[[ Data in this exercise, beginning ]]

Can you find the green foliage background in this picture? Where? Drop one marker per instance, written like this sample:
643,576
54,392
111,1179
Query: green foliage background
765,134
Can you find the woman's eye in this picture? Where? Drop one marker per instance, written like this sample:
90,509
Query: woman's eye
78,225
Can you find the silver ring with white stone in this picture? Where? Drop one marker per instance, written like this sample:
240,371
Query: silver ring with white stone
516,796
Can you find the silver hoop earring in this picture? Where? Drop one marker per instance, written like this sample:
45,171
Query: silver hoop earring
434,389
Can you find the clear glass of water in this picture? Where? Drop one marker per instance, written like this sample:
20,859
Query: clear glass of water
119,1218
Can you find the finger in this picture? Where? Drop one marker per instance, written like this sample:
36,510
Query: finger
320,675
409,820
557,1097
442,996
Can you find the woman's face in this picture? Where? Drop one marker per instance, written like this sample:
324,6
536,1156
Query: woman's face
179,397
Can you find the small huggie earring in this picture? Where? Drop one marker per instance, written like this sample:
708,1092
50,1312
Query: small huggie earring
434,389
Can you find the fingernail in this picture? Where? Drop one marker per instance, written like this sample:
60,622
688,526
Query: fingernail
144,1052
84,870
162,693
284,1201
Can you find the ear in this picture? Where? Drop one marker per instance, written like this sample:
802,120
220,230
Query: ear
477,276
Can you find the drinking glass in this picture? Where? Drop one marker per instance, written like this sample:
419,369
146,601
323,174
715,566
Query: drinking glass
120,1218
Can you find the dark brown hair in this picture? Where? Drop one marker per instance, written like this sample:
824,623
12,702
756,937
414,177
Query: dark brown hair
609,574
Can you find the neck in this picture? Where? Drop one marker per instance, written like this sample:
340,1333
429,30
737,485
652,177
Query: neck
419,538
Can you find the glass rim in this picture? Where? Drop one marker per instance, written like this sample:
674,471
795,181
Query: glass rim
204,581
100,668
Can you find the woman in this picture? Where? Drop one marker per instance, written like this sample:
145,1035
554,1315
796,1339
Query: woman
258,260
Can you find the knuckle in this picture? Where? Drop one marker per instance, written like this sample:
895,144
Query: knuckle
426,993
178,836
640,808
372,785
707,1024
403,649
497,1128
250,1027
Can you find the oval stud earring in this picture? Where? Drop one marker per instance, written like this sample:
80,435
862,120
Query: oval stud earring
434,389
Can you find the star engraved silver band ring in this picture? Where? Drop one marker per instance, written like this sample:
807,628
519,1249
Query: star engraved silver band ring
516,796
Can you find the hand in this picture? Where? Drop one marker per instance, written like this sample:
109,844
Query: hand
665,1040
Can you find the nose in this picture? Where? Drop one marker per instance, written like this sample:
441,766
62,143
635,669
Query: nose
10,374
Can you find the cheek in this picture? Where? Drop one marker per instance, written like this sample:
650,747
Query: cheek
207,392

[[ Data in this exercise, end ]]
[[ Data in this exercise, beginning ]]

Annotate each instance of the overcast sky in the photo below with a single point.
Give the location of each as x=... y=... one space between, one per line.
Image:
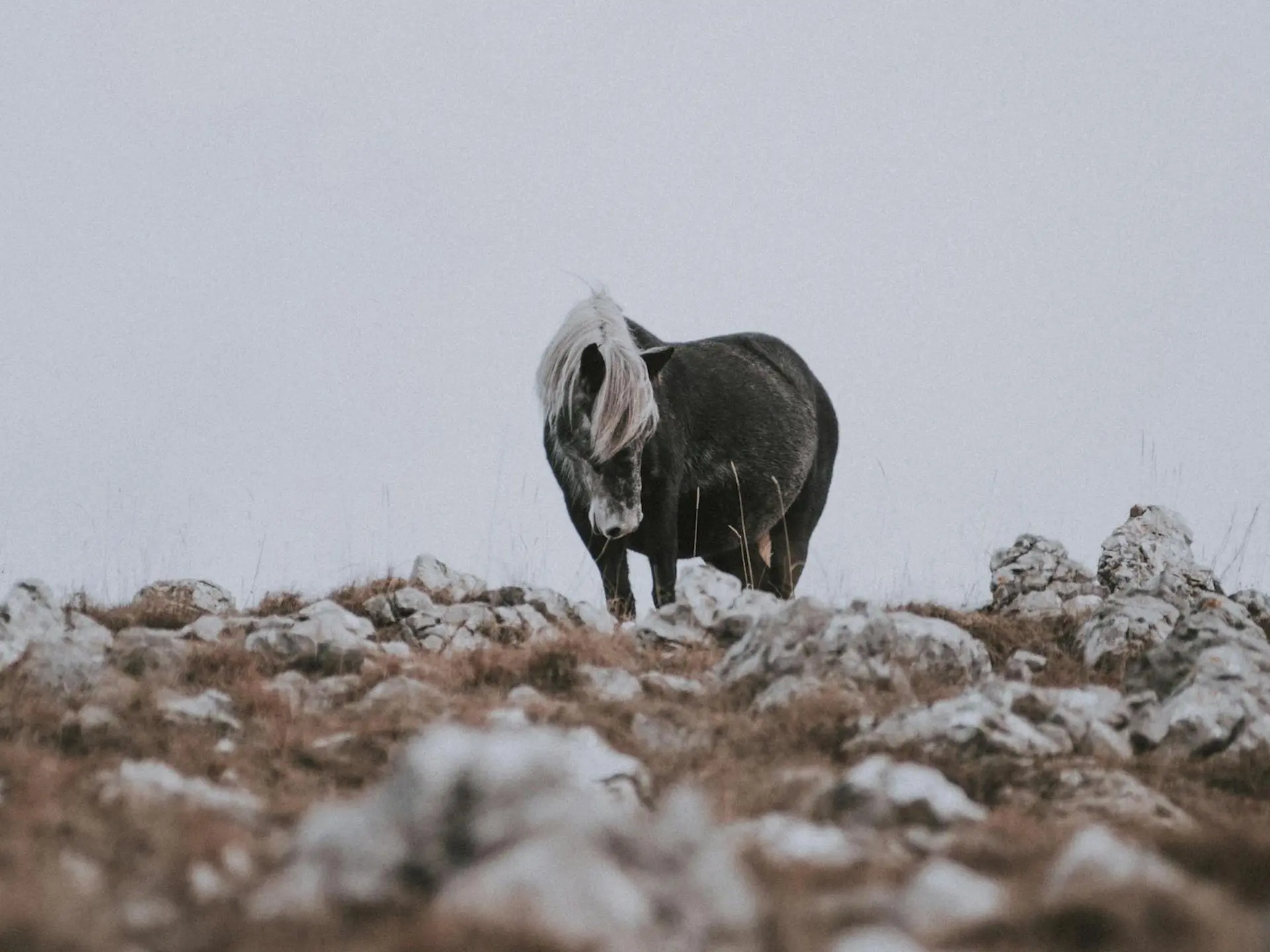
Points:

[[ Data in this exercise, end ]]
[[ Data in this exercise, beginning ]]

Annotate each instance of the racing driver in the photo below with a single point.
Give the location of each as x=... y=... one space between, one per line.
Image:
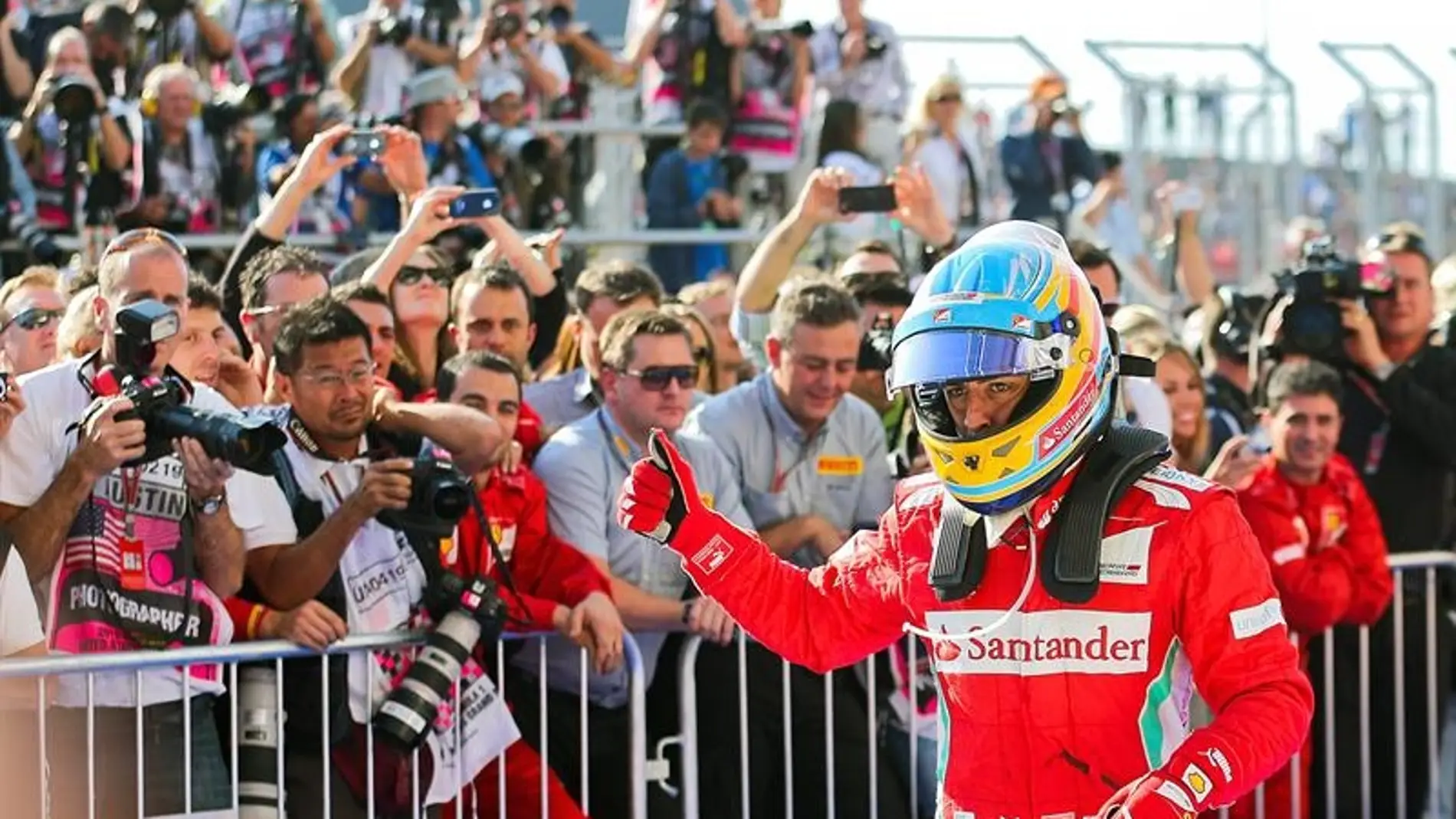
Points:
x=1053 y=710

[[ Data in this exercise, end ]]

Whenever a line in the listing above includes the word "photo", return that line.

Result of the exercise:
Annotate each instance of the overcast sky in the photo below with a single point.
Annotate each instance of the racing driver in the photo below with a single point.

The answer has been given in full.